- **DATA UNDER STUDY**:
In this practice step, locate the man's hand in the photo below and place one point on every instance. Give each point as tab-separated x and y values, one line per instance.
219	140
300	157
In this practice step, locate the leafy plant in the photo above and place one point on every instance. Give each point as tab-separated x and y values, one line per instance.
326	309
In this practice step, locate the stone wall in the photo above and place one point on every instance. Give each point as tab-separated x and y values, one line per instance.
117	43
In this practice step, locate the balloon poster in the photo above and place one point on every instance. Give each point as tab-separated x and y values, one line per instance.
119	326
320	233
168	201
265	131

- **WORK ORDER**:
Give again the lines from the line holding "In this practice step, locate the balloon" through the close of the listing, both included, exactly as written and with nothing else.

- **WRITTEN ANSWER**:
In this practice step, locate the balloon poster in the photo above and place one point on every instance. Give each point as tab-separated x and y values, one line per instance.
119	326
320	233
168	201
265	131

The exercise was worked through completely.